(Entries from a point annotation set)
------------------------

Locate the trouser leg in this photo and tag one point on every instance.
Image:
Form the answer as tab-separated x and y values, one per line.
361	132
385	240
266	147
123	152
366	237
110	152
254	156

------------------------

* _WHAT TO WORK ON_:
Present every line of the records above as a Markdown table with two columns, Row and Line, numbering each row and leaving out blank lines.

* _OUTPUT_:
| Row | Line |
|---|---|
| 1 | Locate the trouser leg in this photo and tag one point on every instance. |
| 2 | Image: |
| 3 | Form the answer as tab-separated x and y values, one per line. |
| 4 | 361	132 |
| 5 | 385	240 |
| 6 | 266	147 |
| 7 | 123	152 |
| 8 | 366	237 |
| 9 | 110	152 |
| 10 | 254	156 |